*** WORKING DATA ***
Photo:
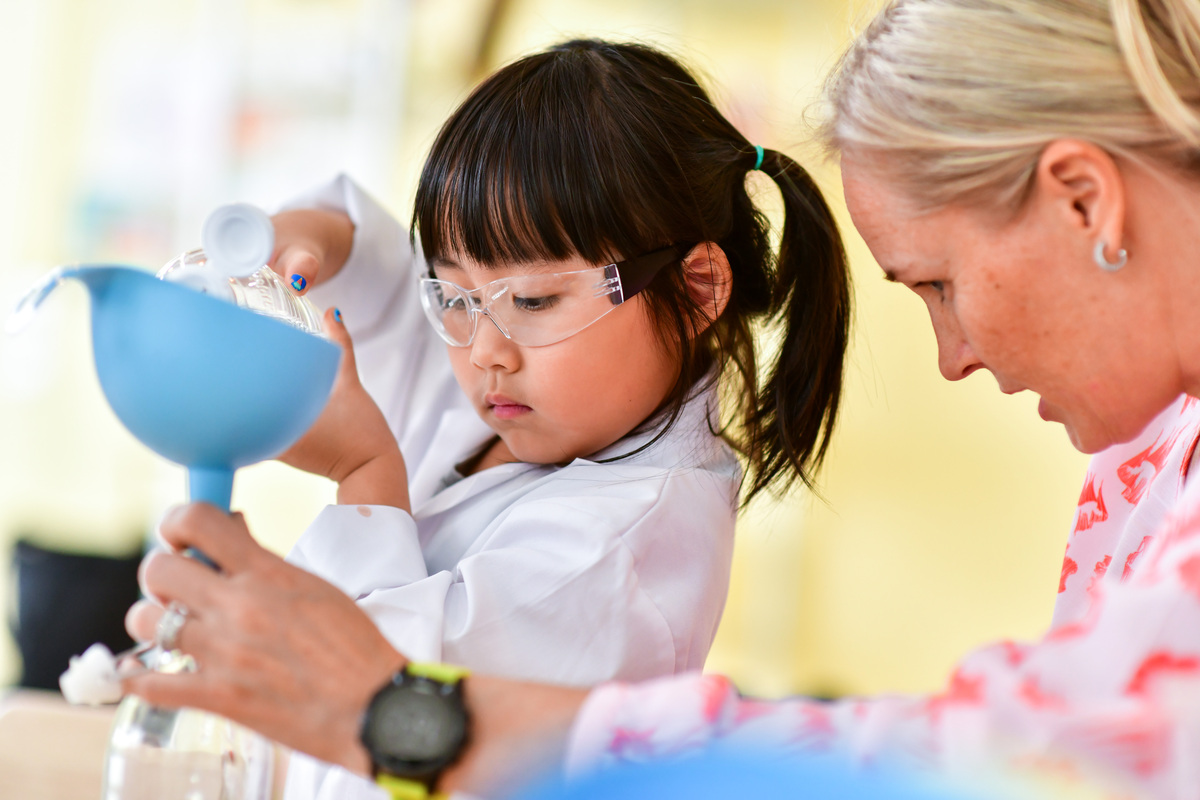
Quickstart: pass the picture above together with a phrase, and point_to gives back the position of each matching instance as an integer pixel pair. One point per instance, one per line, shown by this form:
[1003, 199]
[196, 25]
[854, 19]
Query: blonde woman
[1031, 168]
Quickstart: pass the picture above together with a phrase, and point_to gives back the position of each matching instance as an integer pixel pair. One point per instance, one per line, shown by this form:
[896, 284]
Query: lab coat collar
[689, 443]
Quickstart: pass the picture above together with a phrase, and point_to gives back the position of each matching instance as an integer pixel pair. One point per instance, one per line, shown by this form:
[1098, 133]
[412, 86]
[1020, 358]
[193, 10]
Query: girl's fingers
[168, 577]
[335, 326]
[298, 266]
[142, 619]
[220, 536]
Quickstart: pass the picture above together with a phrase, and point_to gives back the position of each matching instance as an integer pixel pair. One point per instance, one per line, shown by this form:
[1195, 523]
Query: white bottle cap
[238, 239]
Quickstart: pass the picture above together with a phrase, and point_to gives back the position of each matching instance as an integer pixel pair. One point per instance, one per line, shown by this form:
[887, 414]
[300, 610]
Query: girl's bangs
[520, 174]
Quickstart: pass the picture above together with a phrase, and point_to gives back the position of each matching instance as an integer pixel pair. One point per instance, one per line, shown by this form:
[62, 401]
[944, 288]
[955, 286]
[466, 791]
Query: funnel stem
[210, 485]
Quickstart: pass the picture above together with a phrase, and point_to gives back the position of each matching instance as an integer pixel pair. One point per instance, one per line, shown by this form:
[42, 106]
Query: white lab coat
[570, 575]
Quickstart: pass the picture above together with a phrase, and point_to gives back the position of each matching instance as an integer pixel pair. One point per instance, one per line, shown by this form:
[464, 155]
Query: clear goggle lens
[540, 308]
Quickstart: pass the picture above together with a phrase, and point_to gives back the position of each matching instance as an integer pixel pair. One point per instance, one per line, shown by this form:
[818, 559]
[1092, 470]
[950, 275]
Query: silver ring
[169, 625]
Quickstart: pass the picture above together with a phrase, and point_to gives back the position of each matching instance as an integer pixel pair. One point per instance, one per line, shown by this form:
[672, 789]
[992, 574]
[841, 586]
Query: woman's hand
[311, 245]
[277, 649]
[351, 441]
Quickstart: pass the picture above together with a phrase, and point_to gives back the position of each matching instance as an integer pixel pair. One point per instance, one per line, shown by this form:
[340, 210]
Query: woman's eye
[535, 304]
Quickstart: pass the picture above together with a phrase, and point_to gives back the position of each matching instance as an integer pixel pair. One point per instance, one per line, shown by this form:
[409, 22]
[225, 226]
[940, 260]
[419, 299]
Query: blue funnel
[199, 380]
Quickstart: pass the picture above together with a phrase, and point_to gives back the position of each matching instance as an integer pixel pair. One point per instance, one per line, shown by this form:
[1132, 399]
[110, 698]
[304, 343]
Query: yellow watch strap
[403, 789]
[443, 673]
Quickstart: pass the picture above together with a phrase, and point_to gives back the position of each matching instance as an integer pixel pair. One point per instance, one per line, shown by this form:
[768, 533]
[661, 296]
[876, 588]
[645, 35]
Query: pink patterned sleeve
[1111, 692]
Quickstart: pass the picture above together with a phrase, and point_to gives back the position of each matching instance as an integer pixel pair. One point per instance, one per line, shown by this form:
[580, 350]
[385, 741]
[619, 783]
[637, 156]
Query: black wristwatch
[415, 727]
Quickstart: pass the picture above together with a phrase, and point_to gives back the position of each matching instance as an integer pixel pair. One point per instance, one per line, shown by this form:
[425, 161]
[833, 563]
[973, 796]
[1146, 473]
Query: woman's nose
[491, 348]
[955, 359]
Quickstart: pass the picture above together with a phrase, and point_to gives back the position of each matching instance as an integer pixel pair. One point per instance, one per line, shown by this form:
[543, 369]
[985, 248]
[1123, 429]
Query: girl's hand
[279, 649]
[351, 441]
[311, 245]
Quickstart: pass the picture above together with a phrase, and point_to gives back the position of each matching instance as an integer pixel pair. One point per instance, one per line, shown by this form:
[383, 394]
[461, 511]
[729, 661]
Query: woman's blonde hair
[960, 96]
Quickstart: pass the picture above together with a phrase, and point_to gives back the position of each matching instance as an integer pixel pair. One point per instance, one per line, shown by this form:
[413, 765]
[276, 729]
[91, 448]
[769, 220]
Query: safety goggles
[540, 308]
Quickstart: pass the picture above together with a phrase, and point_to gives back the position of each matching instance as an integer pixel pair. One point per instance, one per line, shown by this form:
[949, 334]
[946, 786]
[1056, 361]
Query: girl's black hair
[609, 151]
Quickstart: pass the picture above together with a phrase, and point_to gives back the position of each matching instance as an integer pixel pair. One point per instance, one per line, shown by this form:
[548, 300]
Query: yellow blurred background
[945, 507]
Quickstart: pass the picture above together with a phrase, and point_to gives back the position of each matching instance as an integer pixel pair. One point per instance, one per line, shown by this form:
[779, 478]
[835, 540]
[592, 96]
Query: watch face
[415, 727]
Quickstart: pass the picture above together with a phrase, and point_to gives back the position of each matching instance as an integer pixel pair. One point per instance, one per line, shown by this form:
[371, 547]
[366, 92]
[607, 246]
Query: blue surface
[199, 380]
[731, 776]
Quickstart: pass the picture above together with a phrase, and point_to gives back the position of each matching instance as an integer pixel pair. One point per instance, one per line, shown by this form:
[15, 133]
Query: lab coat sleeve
[402, 362]
[562, 588]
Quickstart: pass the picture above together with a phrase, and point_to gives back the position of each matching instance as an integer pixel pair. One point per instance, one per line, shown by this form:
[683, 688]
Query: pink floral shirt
[1109, 696]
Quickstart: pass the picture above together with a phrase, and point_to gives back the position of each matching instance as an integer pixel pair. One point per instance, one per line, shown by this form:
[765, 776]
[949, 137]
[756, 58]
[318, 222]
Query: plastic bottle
[238, 241]
[156, 753]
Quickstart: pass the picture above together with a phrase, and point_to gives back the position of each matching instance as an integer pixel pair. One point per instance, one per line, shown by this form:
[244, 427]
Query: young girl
[591, 270]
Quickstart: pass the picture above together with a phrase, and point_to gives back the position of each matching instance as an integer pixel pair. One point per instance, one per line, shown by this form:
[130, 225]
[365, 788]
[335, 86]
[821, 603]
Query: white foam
[91, 678]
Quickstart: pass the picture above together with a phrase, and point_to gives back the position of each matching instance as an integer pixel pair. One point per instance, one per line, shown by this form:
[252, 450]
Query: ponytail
[787, 422]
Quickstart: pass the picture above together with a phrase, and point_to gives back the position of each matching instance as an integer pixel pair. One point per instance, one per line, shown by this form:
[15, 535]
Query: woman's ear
[709, 280]
[1085, 184]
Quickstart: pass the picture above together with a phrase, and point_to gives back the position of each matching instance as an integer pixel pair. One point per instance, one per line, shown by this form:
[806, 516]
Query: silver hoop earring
[1104, 263]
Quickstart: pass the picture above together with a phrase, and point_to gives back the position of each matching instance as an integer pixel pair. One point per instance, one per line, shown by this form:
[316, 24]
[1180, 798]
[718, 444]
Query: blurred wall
[945, 507]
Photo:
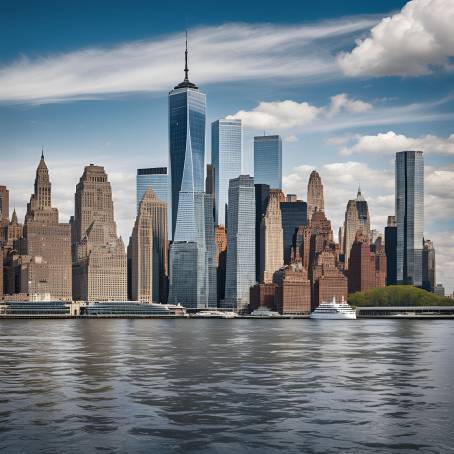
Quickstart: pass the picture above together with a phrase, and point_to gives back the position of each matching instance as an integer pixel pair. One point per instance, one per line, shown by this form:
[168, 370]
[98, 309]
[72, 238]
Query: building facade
[315, 198]
[187, 117]
[409, 216]
[272, 244]
[268, 161]
[99, 258]
[356, 220]
[240, 267]
[226, 158]
[428, 266]
[147, 251]
[294, 215]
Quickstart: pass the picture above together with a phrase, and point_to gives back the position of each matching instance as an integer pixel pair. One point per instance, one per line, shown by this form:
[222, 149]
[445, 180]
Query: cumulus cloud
[278, 115]
[391, 142]
[412, 42]
[217, 54]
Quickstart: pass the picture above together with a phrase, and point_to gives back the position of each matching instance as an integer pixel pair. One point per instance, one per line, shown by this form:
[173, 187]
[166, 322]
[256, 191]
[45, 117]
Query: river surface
[226, 386]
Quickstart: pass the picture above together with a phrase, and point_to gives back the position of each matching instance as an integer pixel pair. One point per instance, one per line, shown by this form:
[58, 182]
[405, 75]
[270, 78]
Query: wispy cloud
[217, 54]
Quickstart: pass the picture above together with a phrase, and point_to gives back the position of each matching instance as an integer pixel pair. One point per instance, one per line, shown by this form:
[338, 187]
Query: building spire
[186, 70]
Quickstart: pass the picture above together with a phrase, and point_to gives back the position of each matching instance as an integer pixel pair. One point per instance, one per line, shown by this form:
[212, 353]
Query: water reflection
[219, 386]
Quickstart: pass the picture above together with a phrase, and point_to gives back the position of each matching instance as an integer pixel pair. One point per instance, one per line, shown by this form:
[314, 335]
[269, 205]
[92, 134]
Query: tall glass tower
[226, 157]
[268, 161]
[409, 216]
[187, 105]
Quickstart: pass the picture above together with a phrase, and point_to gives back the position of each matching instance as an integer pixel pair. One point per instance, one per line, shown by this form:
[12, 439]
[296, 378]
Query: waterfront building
[42, 259]
[187, 106]
[220, 236]
[261, 201]
[367, 267]
[315, 199]
[293, 292]
[262, 296]
[428, 266]
[4, 204]
[240, 267]
[148, 251]
[271, 232]
[356, 220]
[226, 158]
[268, 161]
[409, 216]
[391, 251]
[294, 214]
[99, 258]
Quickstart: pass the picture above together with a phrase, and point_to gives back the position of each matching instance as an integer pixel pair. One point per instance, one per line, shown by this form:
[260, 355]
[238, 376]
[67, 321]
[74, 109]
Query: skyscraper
[294, 214]
[148, 250]
[315, 199]
[155, 178]
[262, 192]
[356, 219]
[240, 267]
[99, 258]
[4, 204]
[272, 245]
[44, 257]
[409, 216]
[428, 266]
[226, 158]
[391, 251]
[268, 161]
[187, 106]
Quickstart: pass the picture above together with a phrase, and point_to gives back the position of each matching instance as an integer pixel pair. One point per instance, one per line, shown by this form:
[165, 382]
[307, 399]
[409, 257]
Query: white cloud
[410, 43]
[391, 142]
[278, 115]
[342, 102]
[223, 53]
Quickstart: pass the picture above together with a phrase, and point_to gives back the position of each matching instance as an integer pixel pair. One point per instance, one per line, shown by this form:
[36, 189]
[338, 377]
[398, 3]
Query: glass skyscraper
[268, 161]
[187, 105]
[240, 267]
[409, 216]
[226, 157]
[155, 178]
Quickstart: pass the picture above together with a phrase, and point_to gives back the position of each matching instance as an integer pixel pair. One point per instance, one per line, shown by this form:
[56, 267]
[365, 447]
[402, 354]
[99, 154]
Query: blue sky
[344, 86]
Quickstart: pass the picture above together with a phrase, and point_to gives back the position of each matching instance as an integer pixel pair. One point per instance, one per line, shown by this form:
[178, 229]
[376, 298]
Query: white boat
[214, 314]
[334, 311]
[264, 312]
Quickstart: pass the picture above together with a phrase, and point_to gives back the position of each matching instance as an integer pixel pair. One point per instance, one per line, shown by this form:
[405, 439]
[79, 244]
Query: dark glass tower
[409, 216]
[293, 214]
[187, 105]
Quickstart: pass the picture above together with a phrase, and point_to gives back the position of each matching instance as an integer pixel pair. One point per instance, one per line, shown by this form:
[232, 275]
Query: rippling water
[152, 386]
***
Change "blonde woman" to "fair-haired woman" and rewrite the rows starting at the beginning and ending at the line containing "[1031, 168]", with the rest left as is and the pictures omitted.

**EXERCISE SOLUTION:**
Photo:
Quickstart: pass the picture above together with a phrase, and point_to gives back the position of each matching instance as an integer pixel pair. One point per instance, one per line, shown by this form:
[1003, 199]
[196, 25]
[854, 19]
Query: fair-haired woman
[1031, 168]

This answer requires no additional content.